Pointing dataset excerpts
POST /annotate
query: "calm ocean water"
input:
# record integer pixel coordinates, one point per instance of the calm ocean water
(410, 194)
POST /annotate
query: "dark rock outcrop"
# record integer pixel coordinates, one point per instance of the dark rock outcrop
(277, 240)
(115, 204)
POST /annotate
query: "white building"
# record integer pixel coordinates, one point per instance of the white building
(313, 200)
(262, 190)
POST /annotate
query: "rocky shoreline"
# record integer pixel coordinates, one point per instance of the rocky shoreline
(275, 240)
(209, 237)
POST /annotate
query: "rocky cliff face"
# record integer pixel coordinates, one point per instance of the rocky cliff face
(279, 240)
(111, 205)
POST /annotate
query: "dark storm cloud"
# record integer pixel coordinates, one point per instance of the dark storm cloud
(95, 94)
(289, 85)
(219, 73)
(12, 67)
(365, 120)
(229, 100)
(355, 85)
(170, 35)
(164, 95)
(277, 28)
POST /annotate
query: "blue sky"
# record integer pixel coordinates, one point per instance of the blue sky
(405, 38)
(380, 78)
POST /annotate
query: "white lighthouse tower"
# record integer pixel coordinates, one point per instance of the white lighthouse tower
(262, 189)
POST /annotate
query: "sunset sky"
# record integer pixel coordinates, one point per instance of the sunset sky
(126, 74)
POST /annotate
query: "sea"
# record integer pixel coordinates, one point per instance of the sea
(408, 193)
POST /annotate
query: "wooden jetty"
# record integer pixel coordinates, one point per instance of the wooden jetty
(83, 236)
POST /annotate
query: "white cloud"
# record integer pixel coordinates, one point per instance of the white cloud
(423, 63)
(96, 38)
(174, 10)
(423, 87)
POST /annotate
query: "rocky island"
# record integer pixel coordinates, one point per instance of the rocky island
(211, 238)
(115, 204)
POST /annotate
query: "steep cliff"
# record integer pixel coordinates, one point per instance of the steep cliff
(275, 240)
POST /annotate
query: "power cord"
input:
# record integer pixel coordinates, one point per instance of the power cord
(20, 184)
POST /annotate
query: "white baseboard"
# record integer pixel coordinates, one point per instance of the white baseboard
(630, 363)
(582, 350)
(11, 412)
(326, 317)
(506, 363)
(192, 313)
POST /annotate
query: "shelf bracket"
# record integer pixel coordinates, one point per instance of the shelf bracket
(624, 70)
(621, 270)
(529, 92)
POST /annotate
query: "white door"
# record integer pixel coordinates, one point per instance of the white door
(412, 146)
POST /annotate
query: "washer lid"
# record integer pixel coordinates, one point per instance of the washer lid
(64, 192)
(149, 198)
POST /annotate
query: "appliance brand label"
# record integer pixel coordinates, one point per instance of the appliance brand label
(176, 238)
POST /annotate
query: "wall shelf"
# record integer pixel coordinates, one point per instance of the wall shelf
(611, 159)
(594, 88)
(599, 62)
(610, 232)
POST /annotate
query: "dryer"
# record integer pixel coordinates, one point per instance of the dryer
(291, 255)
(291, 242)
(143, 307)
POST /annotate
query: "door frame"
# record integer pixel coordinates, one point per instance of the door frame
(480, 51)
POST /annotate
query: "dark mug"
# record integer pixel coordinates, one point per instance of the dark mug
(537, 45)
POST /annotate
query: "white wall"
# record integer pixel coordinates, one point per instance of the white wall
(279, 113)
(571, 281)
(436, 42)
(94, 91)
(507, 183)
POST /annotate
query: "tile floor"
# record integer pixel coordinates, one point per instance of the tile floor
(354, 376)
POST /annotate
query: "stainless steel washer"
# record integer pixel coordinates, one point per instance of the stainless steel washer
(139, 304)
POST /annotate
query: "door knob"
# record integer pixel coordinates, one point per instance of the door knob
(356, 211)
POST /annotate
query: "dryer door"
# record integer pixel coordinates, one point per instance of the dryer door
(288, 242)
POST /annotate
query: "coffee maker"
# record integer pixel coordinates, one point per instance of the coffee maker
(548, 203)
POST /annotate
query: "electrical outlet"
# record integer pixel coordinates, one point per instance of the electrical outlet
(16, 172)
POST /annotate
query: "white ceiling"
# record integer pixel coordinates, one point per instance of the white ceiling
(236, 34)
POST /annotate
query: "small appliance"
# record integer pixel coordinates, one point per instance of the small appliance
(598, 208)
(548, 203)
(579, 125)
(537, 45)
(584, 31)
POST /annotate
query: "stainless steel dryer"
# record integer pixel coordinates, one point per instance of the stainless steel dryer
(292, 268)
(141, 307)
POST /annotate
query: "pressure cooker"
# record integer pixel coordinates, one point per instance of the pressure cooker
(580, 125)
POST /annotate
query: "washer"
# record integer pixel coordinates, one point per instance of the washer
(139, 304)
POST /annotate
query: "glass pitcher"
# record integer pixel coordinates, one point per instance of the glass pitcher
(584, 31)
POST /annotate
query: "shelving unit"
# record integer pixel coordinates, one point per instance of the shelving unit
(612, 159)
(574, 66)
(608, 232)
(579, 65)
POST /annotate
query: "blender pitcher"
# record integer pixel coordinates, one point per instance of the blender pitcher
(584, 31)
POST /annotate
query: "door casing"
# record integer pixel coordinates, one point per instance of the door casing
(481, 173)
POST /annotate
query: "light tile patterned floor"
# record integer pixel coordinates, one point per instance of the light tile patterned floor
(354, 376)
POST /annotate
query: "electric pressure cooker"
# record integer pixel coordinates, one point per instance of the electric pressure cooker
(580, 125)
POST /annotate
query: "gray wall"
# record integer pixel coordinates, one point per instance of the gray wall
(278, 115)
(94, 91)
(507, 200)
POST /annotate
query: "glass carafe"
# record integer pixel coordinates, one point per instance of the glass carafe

#### REQUIRED WORK:
Repeat the data in its entirety, character for character.

#### THE SOLUTION:
POST /annotate
query: "calm ocean water"
input:
# record integer pixel coordinates, one point per instance of the calm ocean water
(410, 194)
POST /annotate
query: "dark rock outcrop"
# record integer pixel coordinates, one point per instance of the dark rock outcrop
(277, 240)
(115, 204)
POST /annotate
query: "white building"
# record integer pixel coordinates, one point per instance of the white building
(313, 200)
(262, 190)
POST /annotate
query: "rocky shoreline"
# record integer pixel coordinates, one point per instance of the rocky shoreline
(275, 240)
(209, 237)
POST /annotate
query: "rocky cliff face"
# record integer pixel coordinates, one point per instance of the rocky cliff face
(279, 240)
(111, 205)
POST /annotate
query: "dark storm cloud"
# record integer pixel coordinates, one point per instance of the dark storm cloud
(95, 94)
(289, 85)
(219, 73)
(12, 67)
(365, 120)
(229, 100)
(355, 85)
(170, 35)
(164, 95)
(277, 28)
POST /annotate
query: "blue sky"
# record integer pixel coordinates, one point per instance of the blue sky
(405, 38)
(380, 78)
POST /annotate
query: "white lighthouse tower"
# record integer pixel coordinates, one point per instance of the white lighthouse tower
(262, 189)
POST /annotate
query: "sunset sky"
# record integer pixel coordinates, one point per instance of the sunset sky
(126, 74)
POST /annotate
query: "sea"
# record integer pixel coordinates, one point per instance of the sea
(408, 193)
POST /annotate
query: "wooden jetty"
# record integer pixel coordinates, one point per instance of the wooden jetty
(83, 236)
POST /annotate
query: "white cloud"
# record integer pixel coordinates, one point per instance of the white cloud
(423, 63)
(96, 38)
(174, 10)
(423, 87)
POST /annotate
query: "rocky island"
# record integer pixel coordinates, one point per instance of the rocky island
(211, 238)
(115, 204)
POST /annotate
query: "steep cliff"
# record integer pixel coordinates, one point per instance of the steep cliff
(275, 240)
POST /annotate
query: "power cord"
input:
# record integer pixel coordinates, one point per instance of the power cord
(20, 184)
POST /annotate
query: "white baseboard"
# record integer pixel coordinates, one point per instance of the white baseboard
(630, 363)
(582, 350)
(11, 412)
(326, 317)
(506, 363)
(192, 313)
POST /annotate
query: "shelf bracket"
# record integer pixel coordinates, one point per instance of the shelf bracket
(624, 70)
(621, 270)
(529, 92)
POST /annotate
query: "white door"
# record integer pixel coordinates, one point per instance of the white door
(412, 146)
POST /annotate
query: "washer lid"
# record integer pixel coordinates, one point per instance of the washer lid
(64, 192)
(149, 198)
POST /annotate
query: "appliance brand label"
# record integer pixel coordinates, one point per instance of the appliance brand label
(176, 238)
POST /annotate
query: "wall shelf"
# record integer pixel coordinates, one point per instance of the wall shelf
(611, 159)
(594, 88)
(599, 62)
(610, 232)
POST /annotate
query: "dryer"
# record integer pixel coordinates, one point per instance of the dryer
(291, 255)
(291, 242)
(143, 307)
POST /annotate
query: "door frame"
# record integer pixel coordinates, one point per instance of the door frame
(480, 51)
POST /annotate
query: "dark mug"
# record integer pixel coordinates, one point per instance of the dark mug
(537, 45)
POST /annotate
query: "white wall"
# record integer pixel coordinates, one point per instance of the white wall
(279, 113)
(571, 281)
(436, 42)
(94, 91)
(507, 183)
POST /annotate
query: "tile floor"
# record integer pixel coordinates, one point per instance of the tile floor
(354, 376)
POST /annotate
query: "stainless steel washer"
# record integer pixel coordinates, one point per instance of the stainless steel washer
(139, 304)
POST /annotate
query: "door knob"
# record integer pixel coordinates, one point per instance of the door knob
(356, 211)
POST /annotate
query: "dryer door"
# record integer pixel coordinates, one point per instance of the dryer door
(288, 242)
POST /annotate
query: "coffee maker"
# record integer pixel coordinates, one point per instance of the coffee maker
(548, 203)
POST /annotate
query: "electrical outlet"
# record integer pixel coordinates, one point per instance of the electrical outlet
(16, 172)
POST /annotate
query: "white ceiling"
# record integer pixel coordinates, one point per instance of the white ceiling
(236, 34)
POST /annotate
query: "small appliance"
# record integer pixel coordinates, one point per instance of the small appliance
(598, 208)
(548, 203)
(579, 125)
(537, 45)
(584, 31)
POST /annotate
query: "stainless steel dryer"
# record integer pixel coordinates, one point per instance of the stainless steel dryer
(292, 268)
(141, 307)
POST /annotate
query: "pressure cooker"
# record integer pixel coordinates, one point per instance of the pressure cooker
(580, 125)
POST /annotate
query: "washer"
# record integer pixel coordinates, one point per instance of the washer
(139, 304)
POST /annotate
query: "glass pitcher"
# record integer pixel coordinates, one point per instance of the glass pitcher
(584, 31)
POST /annotate
query: "shelving unit"
# record integer pixel coordinates, one point per instance of the shelving unit
(612, 159)
(574, 66)
(608, 232)
(579, 65)
POST /annotate
query: "blender pitcher"
# record integer pixel coordinates, one point per instance of the blender pitcher
(584, 31)
POST /annotate
query: "door casing"
# record integer pixel coordinates, one point per instance of the door casing
(481, 173)
POST /annotate
query: "light tile patterned floor"
# record integer pixel coordinates, one point per instance of the light tile patterned floor
(354, 376)
POST /annotate
query: "electric pressure cooker"
# record integer pixel coordinates, one point per instance of the electric pressure cooker
(580, 125)
POST /annotate
query: "gray wall"
# record integer pixel coordinates, one point per instance of the gray wall
(278, 115)
(94, 91)
(507, 200)
POST /annotate
query: "glass carafe"
# record integer pixel coordinates, one point per instance of the glass carafe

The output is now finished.